## Requirements
Every record that follows must be duplicated exactly, with images left out.

## Given data

++++++++++

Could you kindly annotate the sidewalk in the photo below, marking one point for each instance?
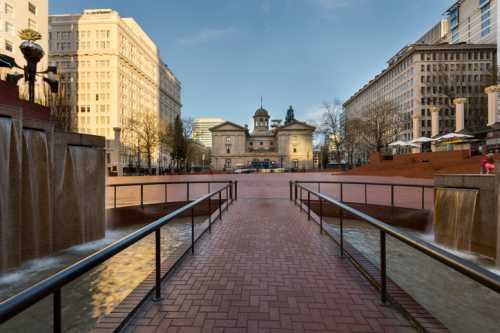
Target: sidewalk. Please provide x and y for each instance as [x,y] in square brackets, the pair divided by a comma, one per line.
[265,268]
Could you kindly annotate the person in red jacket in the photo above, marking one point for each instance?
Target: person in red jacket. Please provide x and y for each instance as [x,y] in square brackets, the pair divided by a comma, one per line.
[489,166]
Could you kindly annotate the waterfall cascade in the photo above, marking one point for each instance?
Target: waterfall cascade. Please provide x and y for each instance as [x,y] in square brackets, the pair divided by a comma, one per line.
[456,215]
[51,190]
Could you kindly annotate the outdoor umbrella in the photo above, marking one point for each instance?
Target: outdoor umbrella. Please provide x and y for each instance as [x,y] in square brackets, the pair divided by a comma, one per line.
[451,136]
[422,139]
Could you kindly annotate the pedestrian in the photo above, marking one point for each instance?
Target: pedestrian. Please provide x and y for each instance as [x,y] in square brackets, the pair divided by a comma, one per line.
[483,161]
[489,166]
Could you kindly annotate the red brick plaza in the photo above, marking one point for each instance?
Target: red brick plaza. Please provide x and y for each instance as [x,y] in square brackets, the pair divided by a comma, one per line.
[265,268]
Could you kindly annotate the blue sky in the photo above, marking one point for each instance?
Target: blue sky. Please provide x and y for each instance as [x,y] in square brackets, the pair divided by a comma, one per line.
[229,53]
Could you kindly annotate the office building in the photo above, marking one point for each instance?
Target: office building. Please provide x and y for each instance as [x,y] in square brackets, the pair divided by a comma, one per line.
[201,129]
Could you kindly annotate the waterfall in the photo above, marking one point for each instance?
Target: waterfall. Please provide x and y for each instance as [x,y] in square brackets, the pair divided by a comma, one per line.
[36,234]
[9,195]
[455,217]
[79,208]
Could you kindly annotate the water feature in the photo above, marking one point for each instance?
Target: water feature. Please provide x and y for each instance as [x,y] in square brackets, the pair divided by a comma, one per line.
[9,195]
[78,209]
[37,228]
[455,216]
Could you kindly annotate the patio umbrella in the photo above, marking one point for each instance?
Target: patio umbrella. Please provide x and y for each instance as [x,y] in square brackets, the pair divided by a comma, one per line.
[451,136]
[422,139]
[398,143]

++++++++++

## Completed exercise
Could you kindly annotate the sidewalk in the photo below, marking one point for each instance?
Target: sidewalk. Please provide x and y for each instance as [x,y] in square brackets, the pair divided by a comma, one per line.
[265,268]
Could you kindly annotate the person in red jacket in the photo above, marking one point for each instance?
Target: person in red jacket. Please provide x and y for each instance as [x,y] in square brackets, the pair divided by a comma, one per line.
[489,166]
Could you kindly annotate the waterfall cascade in the photo above, marking one point for each instance?
Target: waterfall cascade. Please provide x and y for each instance as [x,y] in square brackets, the pair divided by a comma, one per line.
[456,215]
[51,190]
Could you kindly annotate the outdoor umbrella in the photo above, marking one point for each instance?
Target: outdoor umbrella. Please provide x and y for each instance as [x,y] in square brackets, the pair divided by a comma, one per line.
[451,136]
[422,139]
Could you kindly annotate the pedestrian in the photo above, marking one point for each instance?
Target: pedestrian. Please provide x and y for each instance as [x,y] in square brackets, the pair divided by a comma, one per line.
[483,161]
[489,166]
Could you kindly annotate the red brick plaza in the photo above, marking one point for each instance?
Target: red brick plaza. Please provide x and y for each instance as [x,y] in square brackets, the pair divided by a comma, one per line.
[265,268]
Could you kindly annotate the blue sky in the photo above, marking one point for each instance?
Target: blue sky. Please provide x and y for each instance as [x,y] in square brackets, the pair divided by a comma, one per line.
[229,53]
Could you kindly annotate the office building in the photo above, marking one point for each instance?
Target: office building. Please provide x and y for each instance as [x,y] in square brackets, the pair divided by a comma, one per line.
[201,129]
Could you kindly annotate the waterfall in the photo above, marking one point for each instance?
Target: waterfall. Please provide x and y for each instance as [x,y] in square brackets, the pair divided by a comma, one per line.
[36,234]
[9,195]
[455,217]
[79,208]
Could you kindly annotate the water feature in the photo above, marking one point for each instance?
Target: water feature. Please provide x and y for each instance as [x,y] in square brackets, the pair divided by a comma, one per line.
[9,195]
[78,209]
[37,228]
[455,216]
Could you kindly annotate the patio umbrella in the photo above, marking one point for each instance?
Target: patio umbrella. Please provide x and y for each instance as [x,y] in square brackets, the pair divided by a comma, one per line.
[451,136]
[422,139]
[398,143]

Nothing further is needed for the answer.